▸ **Rincian Soal**: Ambil setiap baris dalam data di bawah yang memuat kata "corrugated". Huruf besar dan kecil dibedakan.

+ + + + + + +

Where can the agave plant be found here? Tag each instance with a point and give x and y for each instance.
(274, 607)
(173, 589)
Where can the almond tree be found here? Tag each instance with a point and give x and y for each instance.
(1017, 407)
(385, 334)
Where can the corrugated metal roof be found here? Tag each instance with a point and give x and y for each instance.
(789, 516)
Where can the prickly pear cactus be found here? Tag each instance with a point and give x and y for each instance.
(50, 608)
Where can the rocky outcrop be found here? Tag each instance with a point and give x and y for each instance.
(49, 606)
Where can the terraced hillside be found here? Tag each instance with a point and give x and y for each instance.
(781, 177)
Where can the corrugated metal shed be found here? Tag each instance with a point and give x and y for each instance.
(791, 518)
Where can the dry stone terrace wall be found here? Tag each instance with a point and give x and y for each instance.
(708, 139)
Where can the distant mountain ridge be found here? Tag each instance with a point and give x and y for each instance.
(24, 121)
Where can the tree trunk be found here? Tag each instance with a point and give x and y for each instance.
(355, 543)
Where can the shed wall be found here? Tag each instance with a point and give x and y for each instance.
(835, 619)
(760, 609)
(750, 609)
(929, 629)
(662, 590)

+ + + + + + +

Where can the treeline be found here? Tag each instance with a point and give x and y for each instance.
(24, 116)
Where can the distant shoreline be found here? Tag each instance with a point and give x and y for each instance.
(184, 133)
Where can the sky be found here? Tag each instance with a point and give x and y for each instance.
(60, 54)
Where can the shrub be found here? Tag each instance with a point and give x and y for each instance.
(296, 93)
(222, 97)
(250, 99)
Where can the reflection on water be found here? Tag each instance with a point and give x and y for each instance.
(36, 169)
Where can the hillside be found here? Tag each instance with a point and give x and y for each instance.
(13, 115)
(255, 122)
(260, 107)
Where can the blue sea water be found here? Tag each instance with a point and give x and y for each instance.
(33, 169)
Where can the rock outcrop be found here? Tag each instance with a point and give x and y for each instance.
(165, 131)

+ + + + + + +

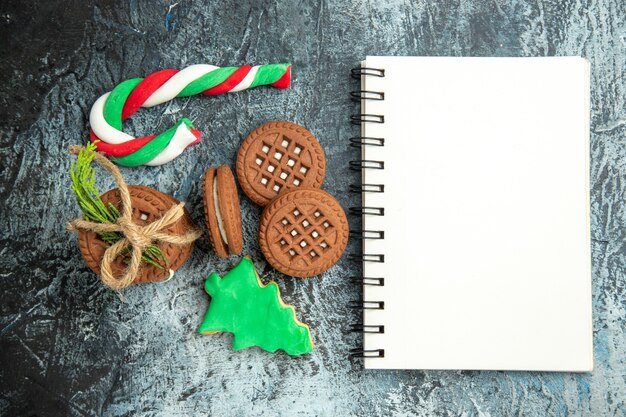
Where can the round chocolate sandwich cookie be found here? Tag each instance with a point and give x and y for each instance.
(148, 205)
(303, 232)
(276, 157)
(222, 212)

+ + + + + + +

▸ **Jawaban**:
Where can the corrugated metal roof be found here? Tag each instance with a point and give x and y for each instance.
Where can the corrugated metal shed be found here? Tag each instance with a point and give x and y for each instance.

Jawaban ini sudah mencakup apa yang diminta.